Выведите полностью каждую строку приведённых ниже записей, в которой встречается строка «wall».

▸ Приведённые записи:
%%

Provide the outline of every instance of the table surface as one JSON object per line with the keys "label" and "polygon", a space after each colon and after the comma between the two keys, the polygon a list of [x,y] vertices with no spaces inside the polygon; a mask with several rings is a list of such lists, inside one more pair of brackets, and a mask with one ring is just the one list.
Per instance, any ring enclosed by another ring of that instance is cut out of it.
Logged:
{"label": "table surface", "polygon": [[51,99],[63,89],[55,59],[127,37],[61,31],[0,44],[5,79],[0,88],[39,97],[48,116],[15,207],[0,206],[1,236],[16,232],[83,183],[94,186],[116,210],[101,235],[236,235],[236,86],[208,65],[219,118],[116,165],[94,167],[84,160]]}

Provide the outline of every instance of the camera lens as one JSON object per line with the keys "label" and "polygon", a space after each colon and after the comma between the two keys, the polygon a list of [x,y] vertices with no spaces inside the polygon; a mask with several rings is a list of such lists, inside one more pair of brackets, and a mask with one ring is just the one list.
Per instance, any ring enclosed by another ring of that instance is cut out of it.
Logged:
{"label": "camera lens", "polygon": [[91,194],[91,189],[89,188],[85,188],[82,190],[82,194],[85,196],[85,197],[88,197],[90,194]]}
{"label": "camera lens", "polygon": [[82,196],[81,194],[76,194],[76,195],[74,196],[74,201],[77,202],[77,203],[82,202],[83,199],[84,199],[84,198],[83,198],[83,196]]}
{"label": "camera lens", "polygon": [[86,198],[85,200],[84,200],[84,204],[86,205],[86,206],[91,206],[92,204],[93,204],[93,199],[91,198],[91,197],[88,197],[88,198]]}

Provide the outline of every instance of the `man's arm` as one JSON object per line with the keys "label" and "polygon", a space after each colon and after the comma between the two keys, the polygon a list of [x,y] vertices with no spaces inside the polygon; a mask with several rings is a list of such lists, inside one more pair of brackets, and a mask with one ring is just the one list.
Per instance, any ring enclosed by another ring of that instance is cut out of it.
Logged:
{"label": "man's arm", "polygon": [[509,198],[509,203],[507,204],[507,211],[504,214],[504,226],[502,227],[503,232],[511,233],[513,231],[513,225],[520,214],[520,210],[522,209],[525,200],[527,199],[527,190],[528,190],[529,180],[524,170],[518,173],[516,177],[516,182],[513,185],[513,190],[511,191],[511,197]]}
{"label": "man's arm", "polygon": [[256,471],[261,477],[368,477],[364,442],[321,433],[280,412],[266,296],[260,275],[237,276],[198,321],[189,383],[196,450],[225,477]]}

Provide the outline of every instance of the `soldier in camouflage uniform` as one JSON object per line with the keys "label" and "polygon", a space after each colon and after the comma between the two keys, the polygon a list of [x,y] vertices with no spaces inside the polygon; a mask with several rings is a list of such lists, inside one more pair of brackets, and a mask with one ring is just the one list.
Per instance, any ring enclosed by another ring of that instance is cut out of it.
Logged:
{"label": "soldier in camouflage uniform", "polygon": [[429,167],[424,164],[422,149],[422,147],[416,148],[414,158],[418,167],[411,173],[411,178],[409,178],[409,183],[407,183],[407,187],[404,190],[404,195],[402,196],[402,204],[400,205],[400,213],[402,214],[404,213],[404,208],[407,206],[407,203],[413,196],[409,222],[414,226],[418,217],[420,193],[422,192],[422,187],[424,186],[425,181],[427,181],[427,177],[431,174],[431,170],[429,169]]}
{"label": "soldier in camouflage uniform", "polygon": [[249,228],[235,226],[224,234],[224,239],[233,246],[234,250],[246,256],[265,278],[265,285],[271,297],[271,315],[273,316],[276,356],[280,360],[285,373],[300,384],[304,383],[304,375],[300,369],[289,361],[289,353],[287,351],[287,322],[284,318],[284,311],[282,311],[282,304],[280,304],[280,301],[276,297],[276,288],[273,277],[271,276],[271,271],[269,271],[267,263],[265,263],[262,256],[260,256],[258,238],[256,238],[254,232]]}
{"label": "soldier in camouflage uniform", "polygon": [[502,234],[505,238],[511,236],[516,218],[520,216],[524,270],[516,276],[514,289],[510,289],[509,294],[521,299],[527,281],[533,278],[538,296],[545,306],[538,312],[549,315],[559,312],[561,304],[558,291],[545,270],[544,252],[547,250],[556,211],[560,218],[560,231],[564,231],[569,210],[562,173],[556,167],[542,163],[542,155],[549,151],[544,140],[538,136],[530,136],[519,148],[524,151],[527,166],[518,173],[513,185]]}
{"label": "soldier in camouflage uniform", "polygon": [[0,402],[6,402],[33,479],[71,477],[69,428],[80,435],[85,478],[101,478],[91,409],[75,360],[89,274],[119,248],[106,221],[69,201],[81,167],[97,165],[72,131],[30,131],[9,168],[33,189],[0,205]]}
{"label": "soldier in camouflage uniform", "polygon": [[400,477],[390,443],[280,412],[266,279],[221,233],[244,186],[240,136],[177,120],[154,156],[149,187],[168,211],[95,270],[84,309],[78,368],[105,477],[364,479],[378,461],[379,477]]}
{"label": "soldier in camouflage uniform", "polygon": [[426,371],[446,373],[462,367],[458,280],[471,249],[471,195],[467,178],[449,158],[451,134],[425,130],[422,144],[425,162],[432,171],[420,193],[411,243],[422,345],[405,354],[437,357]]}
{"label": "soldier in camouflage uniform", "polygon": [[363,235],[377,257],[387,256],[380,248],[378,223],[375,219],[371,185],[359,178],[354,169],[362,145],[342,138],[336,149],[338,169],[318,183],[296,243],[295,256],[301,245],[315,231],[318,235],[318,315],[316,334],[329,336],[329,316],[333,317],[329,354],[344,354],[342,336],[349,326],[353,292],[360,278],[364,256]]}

%%
%%

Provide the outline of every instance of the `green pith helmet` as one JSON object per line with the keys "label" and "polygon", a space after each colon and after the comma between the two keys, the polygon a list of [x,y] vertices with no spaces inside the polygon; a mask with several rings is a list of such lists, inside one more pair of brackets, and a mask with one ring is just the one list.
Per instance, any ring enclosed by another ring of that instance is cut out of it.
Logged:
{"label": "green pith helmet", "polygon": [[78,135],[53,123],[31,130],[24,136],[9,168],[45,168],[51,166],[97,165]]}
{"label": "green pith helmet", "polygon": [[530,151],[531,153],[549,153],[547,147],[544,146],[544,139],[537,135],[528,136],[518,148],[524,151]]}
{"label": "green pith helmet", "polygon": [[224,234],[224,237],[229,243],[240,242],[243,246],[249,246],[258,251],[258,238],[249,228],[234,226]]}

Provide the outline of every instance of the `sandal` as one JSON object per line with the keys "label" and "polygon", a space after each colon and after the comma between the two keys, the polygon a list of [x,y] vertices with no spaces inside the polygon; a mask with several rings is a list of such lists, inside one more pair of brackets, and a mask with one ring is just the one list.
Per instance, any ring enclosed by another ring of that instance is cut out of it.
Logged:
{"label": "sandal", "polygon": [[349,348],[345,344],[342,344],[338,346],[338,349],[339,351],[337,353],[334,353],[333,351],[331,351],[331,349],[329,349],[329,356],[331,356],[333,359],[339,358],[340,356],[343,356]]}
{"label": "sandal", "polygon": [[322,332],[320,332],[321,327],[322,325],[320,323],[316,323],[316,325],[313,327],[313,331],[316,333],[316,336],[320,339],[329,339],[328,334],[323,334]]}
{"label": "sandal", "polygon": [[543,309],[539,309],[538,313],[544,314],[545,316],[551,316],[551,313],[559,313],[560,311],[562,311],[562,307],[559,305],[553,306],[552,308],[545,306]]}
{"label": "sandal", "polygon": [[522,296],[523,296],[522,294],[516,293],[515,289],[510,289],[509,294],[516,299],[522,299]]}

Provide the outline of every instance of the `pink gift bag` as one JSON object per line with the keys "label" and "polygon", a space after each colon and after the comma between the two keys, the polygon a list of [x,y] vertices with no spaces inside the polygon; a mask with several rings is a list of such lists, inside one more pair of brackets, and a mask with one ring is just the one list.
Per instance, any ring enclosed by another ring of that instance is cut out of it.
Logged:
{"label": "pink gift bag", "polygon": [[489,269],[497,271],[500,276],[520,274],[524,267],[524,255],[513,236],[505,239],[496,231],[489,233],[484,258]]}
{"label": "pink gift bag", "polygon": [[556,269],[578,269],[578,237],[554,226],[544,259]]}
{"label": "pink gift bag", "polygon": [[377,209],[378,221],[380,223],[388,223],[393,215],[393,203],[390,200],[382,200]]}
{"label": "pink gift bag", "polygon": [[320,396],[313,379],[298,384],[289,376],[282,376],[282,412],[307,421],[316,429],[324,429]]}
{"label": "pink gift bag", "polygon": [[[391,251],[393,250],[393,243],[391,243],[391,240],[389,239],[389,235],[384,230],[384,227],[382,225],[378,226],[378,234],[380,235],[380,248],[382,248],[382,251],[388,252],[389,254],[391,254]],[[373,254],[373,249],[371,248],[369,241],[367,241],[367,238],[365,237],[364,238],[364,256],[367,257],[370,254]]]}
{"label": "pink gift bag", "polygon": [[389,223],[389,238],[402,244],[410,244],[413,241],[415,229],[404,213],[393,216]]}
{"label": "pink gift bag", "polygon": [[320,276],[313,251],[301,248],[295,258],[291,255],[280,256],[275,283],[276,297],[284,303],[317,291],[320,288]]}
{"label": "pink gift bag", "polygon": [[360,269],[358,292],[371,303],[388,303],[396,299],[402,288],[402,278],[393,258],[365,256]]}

%%
%%

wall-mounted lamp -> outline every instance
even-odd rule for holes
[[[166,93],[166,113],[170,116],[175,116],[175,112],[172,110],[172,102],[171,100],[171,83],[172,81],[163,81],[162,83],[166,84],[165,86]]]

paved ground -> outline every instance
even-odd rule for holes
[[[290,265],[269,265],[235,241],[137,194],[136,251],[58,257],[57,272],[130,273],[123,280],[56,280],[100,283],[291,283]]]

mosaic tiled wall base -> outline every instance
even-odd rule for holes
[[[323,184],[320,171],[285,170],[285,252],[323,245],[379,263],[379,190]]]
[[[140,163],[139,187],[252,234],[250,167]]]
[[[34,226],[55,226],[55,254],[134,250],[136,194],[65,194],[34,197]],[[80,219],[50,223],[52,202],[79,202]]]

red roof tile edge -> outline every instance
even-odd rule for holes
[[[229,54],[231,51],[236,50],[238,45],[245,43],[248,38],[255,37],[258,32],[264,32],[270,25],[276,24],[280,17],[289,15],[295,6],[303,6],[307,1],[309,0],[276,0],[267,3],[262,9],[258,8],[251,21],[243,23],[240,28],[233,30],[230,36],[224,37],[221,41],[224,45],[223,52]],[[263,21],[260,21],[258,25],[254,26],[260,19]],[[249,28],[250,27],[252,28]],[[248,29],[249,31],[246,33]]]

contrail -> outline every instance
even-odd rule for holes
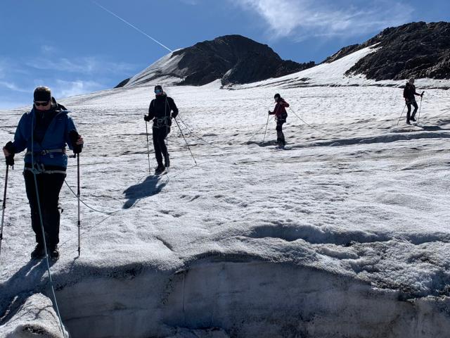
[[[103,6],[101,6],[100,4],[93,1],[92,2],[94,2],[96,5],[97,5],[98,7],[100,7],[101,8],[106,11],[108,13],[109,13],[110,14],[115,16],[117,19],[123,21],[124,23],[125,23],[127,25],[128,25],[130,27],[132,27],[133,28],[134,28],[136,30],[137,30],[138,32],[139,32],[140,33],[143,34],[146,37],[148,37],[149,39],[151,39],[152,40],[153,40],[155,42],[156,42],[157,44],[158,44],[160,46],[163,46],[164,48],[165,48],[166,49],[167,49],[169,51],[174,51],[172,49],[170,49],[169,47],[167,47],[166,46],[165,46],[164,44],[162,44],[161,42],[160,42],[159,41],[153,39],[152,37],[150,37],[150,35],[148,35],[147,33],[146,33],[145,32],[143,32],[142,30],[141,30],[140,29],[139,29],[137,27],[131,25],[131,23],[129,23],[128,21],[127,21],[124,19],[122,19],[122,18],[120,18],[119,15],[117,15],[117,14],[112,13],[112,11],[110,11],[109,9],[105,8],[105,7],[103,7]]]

%%

▸ Ответ на задание:
wall-mounted lamp -> outline every instance
mosaic tiled wall base -> outline every instance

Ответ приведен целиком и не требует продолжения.